• Dataset records:
====

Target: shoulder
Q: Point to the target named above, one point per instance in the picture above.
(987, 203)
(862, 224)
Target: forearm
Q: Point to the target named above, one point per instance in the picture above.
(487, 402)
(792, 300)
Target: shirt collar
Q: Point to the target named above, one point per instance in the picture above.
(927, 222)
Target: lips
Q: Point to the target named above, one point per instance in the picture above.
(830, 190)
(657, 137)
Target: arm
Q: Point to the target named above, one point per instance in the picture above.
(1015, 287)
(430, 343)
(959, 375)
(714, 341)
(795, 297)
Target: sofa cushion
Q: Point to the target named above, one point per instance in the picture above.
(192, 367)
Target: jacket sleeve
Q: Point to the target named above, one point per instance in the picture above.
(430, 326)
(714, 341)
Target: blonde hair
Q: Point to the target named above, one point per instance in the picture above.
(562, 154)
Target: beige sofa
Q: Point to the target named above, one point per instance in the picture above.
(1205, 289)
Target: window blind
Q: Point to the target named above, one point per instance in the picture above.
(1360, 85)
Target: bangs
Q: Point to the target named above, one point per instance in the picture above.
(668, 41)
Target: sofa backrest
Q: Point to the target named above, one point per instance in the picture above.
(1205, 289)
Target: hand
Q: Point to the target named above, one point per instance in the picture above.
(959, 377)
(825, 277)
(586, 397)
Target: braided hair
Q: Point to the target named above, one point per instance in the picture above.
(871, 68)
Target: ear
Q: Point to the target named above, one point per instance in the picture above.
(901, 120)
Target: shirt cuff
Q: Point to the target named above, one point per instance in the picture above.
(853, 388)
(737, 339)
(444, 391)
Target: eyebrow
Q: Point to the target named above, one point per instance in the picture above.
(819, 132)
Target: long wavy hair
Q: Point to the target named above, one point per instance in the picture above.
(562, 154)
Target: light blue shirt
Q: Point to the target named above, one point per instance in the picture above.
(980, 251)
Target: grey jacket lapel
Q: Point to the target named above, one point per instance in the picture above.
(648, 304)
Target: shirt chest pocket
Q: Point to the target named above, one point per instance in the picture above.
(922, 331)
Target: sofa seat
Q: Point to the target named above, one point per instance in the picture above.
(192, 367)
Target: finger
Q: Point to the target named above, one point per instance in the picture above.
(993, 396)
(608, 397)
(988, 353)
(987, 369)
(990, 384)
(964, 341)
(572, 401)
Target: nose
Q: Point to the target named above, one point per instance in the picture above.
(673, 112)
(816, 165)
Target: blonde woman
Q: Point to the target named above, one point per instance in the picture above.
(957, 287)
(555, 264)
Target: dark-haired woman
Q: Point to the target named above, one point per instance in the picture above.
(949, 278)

====

• The task:
Set down the lines above exactly as written. Begin at the line containing "Target: dark-haired woman" and stop after the last line.

• Answer below:
Target: dark-haired woman
Q: Point to the target named above, one point per instance in the picture above.
(949, 278)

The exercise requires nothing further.